AIM OF THE EXERCISE
Working from the line that contains "Expected: one marker per instance of the blue" down to the last line below, repeat each line exactly.

======== RECORDS FOR THIS TASK

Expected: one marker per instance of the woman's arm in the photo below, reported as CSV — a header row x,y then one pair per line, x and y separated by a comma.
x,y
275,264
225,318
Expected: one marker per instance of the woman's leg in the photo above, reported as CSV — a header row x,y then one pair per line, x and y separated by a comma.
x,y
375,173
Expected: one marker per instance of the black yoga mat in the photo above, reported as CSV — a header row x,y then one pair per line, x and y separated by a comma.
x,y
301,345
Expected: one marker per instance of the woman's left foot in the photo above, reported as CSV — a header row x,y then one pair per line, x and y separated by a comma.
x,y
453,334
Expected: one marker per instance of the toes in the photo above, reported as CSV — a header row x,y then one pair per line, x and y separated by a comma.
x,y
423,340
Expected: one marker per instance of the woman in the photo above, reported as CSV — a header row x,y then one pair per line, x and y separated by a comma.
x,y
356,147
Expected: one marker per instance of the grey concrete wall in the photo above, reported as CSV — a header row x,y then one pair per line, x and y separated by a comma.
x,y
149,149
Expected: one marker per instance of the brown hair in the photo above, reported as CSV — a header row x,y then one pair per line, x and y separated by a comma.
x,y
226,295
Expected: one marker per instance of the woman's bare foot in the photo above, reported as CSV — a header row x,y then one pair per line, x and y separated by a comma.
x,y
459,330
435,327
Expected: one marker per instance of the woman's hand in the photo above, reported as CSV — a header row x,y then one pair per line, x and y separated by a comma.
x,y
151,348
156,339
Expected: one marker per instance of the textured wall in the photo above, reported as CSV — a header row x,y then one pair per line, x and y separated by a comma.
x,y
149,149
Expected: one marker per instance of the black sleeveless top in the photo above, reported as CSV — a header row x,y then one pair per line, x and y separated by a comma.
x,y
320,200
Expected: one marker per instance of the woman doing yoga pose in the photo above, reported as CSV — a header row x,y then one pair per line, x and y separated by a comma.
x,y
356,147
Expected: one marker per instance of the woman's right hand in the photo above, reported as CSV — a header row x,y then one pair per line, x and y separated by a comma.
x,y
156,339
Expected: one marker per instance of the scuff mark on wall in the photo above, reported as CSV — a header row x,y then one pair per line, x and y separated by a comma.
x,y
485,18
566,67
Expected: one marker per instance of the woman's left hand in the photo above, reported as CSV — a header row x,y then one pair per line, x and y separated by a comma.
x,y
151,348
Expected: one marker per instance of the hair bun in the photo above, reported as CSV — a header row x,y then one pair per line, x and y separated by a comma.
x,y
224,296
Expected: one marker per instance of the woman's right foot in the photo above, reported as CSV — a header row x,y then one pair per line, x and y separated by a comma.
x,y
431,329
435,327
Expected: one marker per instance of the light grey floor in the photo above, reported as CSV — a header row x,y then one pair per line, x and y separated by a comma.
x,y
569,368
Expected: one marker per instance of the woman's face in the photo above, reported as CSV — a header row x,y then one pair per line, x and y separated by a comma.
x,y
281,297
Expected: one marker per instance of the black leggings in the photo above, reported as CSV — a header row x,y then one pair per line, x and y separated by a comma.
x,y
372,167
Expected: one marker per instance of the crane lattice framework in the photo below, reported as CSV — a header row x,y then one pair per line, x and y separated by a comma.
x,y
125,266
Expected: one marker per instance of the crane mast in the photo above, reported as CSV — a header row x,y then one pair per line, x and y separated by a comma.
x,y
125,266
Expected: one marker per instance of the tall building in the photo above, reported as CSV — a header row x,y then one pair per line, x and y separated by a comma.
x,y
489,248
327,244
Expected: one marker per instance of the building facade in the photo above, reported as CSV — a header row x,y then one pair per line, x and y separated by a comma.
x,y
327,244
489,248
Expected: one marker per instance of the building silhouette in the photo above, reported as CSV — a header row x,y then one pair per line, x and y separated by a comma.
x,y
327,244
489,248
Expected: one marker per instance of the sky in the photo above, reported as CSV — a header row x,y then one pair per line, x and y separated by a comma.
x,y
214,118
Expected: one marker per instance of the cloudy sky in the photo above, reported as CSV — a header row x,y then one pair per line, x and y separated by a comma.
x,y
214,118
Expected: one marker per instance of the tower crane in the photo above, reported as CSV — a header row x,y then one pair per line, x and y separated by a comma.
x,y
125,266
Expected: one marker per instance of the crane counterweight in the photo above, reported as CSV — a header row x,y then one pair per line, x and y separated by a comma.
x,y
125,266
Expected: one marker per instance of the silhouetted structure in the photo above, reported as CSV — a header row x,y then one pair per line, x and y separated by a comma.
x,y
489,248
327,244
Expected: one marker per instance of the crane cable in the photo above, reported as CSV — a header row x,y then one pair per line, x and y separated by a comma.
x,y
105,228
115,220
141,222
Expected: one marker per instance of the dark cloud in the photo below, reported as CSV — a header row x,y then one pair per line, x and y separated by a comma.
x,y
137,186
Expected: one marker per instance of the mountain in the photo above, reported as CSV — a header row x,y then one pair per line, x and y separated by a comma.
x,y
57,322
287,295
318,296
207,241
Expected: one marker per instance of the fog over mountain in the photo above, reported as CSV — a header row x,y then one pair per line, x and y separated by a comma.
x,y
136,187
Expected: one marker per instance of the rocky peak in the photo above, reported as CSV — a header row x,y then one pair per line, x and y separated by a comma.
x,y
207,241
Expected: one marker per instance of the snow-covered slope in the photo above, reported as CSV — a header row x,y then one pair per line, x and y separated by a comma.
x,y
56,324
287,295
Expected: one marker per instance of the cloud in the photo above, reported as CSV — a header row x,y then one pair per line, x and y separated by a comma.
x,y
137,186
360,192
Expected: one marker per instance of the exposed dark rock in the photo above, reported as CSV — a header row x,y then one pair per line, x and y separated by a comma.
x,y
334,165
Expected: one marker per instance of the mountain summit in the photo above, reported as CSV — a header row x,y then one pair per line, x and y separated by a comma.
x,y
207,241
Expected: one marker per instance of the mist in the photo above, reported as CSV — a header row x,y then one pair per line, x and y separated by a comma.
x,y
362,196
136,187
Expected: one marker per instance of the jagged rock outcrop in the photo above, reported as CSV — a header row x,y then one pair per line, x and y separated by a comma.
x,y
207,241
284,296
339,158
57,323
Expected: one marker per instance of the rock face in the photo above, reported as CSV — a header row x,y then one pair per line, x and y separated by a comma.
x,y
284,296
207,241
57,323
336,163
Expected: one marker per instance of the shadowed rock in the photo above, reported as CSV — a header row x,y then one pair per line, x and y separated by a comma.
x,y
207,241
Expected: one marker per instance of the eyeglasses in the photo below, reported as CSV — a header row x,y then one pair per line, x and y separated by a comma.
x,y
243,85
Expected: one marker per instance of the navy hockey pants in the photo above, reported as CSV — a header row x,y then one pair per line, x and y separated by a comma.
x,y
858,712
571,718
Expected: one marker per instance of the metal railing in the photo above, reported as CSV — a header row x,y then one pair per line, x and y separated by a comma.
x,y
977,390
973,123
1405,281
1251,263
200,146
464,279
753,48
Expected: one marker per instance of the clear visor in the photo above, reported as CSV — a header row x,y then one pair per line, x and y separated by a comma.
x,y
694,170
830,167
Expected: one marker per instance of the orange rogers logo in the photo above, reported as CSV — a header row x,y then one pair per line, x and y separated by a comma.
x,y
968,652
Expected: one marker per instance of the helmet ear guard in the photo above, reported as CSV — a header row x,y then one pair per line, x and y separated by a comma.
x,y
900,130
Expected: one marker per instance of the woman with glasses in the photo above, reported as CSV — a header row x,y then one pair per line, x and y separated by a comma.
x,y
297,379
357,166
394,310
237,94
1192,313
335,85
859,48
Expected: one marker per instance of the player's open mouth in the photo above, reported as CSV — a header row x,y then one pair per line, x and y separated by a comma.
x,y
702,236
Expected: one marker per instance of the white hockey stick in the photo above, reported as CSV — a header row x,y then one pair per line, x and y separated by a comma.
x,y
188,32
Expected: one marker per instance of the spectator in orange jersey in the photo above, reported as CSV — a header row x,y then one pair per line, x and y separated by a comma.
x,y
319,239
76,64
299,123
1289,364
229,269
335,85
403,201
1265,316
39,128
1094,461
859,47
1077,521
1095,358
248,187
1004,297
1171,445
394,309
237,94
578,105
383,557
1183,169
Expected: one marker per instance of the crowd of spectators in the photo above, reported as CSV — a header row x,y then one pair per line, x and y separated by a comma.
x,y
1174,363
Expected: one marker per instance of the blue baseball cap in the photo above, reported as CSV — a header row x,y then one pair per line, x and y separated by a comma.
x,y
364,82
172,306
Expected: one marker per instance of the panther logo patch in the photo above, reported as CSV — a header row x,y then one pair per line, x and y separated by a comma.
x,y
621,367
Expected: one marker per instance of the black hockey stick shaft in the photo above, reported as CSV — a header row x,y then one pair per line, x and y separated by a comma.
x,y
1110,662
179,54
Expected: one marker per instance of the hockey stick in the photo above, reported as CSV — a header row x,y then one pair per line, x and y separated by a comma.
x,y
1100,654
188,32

================

THE REPLY
Expected: one marker per instance of the blue baseball cap in the photo above, reported as CSV — a header row x,y then one pair per line, x and y separated by a comma.
x,y
364,82
172,306
Expected: one marker per instance of the panther logo patch in the photo above, reported as CSV — a header row x,y then one pair per line, x and y separated by a comma.
x,y
621,367
Expected: one marker per instance of the black hockey stick shaft in the photo above, reported as CSV — a header row x,y then one pair per line, x and y separated by a comma.
x,y
1110,662
179,54
Expected: one marker per instance of the hockey stick in the photo above, reported as CSV — a header row x,y then one pair per line, x and y separated by a comma.
x,y
1100,654
188,32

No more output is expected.